# [Given passage]

I have had this recurring dream that absolutely fascinates me and I want to share it with you.
My Grandparents, Great Grandmother, Aunt and Uncle all lived on the same street just houses away from one another (this is truth, not part of the dream). Now, my Grandparents home was the most inviting, loving place I remember of all the other relatives houses. I still drive past it from time to time to reminisce as a matter of fact.
Now here is the dream… and I have had many.
I dream of the street and my family members houses. Yet everyone who appears to me in the dream has passed away. Sometimes I will walk up to them and have a specific conversation. For example, I had a dream of the ex who committed suicide. He was on the sidewalk in front of my Great Grandmothers house. He looked happy and seemed to have a glow about him. He was dressed in the same fashion has he had while alive and I couldn’t get over the peace in his face. We spoke for a few minutes. He told me he felt great and that he wanted me to “let go… it was time”. He also told me that his cousin and wife (who I was close with as well) was pregnant again. He smiled and turned around and walked away from me. I had no desire to chase him… there was no anger in the dream, just calmness and awe. After the dream I called my good friend and told her about the dream… and she confirmed that they were indeed pregnant and had just found out not long before I called. Craziness! That was the only peaceful dream I had about him and I was glad that it ended on such a positive and peaceful note.

# [Recorded data]
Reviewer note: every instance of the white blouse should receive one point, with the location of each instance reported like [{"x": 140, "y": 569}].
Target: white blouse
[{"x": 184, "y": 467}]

# [Given problem]
Reproduce the recurring-dream account from "My Grandparents, Great" through "matter of fact.", changing "reminisce" to "look back".

# [Solution]
My Grandparents, Great Grandmother, Aunt and Uncle all lived on the same street just houses away from one another (this is truth, not part of the dream). Now, my Grandparents home was the most inviting, loving place I remember of all the other relatives houses. I still drive past it from time to time to look back as a matter of fact.